(Coordinate labeling data)
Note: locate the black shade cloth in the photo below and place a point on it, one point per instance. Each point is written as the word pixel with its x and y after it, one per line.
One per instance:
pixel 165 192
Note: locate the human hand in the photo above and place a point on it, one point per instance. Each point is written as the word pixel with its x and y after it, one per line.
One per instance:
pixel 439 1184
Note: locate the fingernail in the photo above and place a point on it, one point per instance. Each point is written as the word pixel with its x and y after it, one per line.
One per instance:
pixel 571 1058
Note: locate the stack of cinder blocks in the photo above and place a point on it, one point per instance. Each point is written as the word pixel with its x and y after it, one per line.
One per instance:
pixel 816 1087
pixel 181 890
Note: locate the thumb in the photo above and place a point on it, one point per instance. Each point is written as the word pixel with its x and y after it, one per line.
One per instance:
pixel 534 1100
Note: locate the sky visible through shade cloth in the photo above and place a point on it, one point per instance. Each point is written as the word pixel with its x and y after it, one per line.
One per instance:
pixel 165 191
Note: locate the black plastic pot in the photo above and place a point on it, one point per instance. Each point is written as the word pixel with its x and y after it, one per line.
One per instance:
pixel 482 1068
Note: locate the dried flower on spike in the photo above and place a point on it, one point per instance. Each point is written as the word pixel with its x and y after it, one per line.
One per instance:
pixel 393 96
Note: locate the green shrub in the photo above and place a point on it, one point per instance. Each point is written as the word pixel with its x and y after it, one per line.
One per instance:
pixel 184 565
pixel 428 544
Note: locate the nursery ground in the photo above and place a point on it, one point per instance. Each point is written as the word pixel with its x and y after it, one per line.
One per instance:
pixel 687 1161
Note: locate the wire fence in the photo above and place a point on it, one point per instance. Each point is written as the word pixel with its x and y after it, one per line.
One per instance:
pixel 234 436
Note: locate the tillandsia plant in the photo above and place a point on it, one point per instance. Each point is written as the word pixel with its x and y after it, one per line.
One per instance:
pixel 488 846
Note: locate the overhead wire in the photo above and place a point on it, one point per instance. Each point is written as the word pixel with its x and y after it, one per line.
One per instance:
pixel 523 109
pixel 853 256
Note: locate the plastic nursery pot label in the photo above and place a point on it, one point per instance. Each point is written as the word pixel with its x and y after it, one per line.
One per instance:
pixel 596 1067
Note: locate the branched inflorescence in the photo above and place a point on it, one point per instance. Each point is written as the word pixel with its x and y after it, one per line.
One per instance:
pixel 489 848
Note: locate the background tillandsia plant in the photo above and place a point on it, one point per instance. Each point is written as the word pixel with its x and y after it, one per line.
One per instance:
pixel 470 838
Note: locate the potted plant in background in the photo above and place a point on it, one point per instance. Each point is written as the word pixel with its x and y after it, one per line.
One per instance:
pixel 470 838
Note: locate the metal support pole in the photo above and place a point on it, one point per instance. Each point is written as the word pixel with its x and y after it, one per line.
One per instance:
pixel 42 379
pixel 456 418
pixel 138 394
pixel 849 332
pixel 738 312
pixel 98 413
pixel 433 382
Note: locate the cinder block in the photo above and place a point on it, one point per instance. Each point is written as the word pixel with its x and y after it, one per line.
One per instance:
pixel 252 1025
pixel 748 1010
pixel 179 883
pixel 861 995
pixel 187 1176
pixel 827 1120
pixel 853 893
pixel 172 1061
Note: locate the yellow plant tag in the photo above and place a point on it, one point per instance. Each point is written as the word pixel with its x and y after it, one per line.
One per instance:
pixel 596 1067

_What to do_
Rewrite every line of the records above as a JSON list of strings, one string per line, leaving out blank lines.

_Solution to this problem_
[
  "Note: locate the black shade cloth in the photo below and place a point on it, one point per instance. Each point is written as the word pixel with its x and y after it, one per line.",
  "One per instance:",
  "pixel 165 192",
  "Note: locate the human hand in the photo above and place a point on it, one point per instance. Each point is written as the word pixel with its x and y after it, one per line.",
  "One per instance:",
  "pixel 439 1184",
  "Note: locate the fingernail in the photo above and place a point on it, one point per instance. Each point is written as the word pixel with its x and y after it, one per line.",
  "One per instance:",
  "pixel 571 1058",
  "Note: locate the stack of cinder blocks in the photo above and place a point on it, one point per instance. Each point is written as the word pixel with its x and y after it, one per line.",
  "One per instance:",
  "pixel 816 1087",
  "pixel 181 890",
  "Note: locate the thumb in the photo above and place a point on it, one point per instance. Each point is written as the word pixel with its x and y after it, one per line.",
  "One per instance:",
  "pixel 534 1100",
  "Note: locate the sky visible through shade cloth in the photo above and place a point on it, one point per instance. Each point is written as the word pixel with its x and y after it, one per line.",
  "One per instance:",
  "pixel 165 191",
  "Note: locate the black plastic pot in the photo above and place a point on it, one point per instance. Each point is written as the word pixel with its x and y after it, one per line.",
  "One per instance:",
  "pixel 482 1068",
  "Note: locate the dried flower on spike in the photo above and place a point on it, one point per instance. Each point is written as the word pixel with its x and y after it, one per line.",
  "One per instance:",
  "pixel 393 96",
  "Note: locate the green shrub in the photo above and place a point on it, one point per instance. Each point is written as the word pixel with its x and y after it, one per line.",
  "One per instance:",
  "pixel 184 565",
  "pixel 428 544",
  "Note: locate the nursery ground in the photo above and place a point on it, one point per instance. Each point is written as the word pixel with its x and y after it, one per line.",
  "One per instance:",
  "pixel 687 1161",
  "Note: locate the wire fence in the photo above and place a point on it, one point per instance. Each point is written as the word pixel with its x and y after it, one per line.",
  "One per instance:",
  "pixel 234 436",
  "Note: locate the tillandsia plant in the photo above and place a point on it, one point per instance. Each point is written as the word pixel with its x and y after it, one per line.",
  "One per instance:",
  "pixel 488 846",
  "Note: locate the overhead wire in the photo above and place a point on it, one point per instance. Each point is written as the word pixel with its x and y after it, one per line.",
  "One per instance:",
  "pixel 523 109",
  "pixel 853 256",
  "Note: locate the plastic nursery pot label in the photo above and place a point on it, one point per instance. Each point is written as the word pixel with its x and y after it, one per line.",
  "One per instance:",
  "pixel 596 1067",
  "Note: locate the branched inflorescence in the photo above and place a point on it, one point per instance. Each point is written as the word pixel with its x and y after it, one per line.",
  "One per instance:",
  "pixel 489 848",
  "Note: locate the background tillandsia plant in the photo above and place a point on it, one point per instance. Each point is written as the word pixel with its x and y after it, one per line.",
  "One per instance:",
  "pixel 470 838",
  "Note: locate the potted plant in background in the photo above and place a point on it, one point per instance. Each point is written as the word pixel with its x and y after it, one per line.",
  "One per instance:",
  "pixel 470 838",
  "Note: locate the metal support pole in the photo above and place a point on it, one point per instance. Each point is written as the word pixel with its x and y after it, one per line.",
  "One per instance:",
  "pixel 42 379",
  "pixel 456 418",
  "pixel 138 394",
  "pixel 849 332",
  "pixel 738 312",
  "pixel 98 413",
  "pixel 433 382",
  "Note: locate the cinder block in the photo above and place a point on it, one point per instance. Each point is written as the word pixel with its x and y after it, one per line.",
  "One per instance:",
  "pixel 252 1025",
  "pixel 748 1010",
  "pixel 179 883",
  "pixel 861 995",
  "pixel 187 1176",
  "pixel 827 1120",
  "pixel 853 893",
  "pixel 172 1061",
  "Note: locate the yellow plant tag in the photo above and place a point on it, one point per instance. Each point is written as the word pixel with its x and y after it, one per line.",
  "One per instance:",
  "pixel 596 1067"
]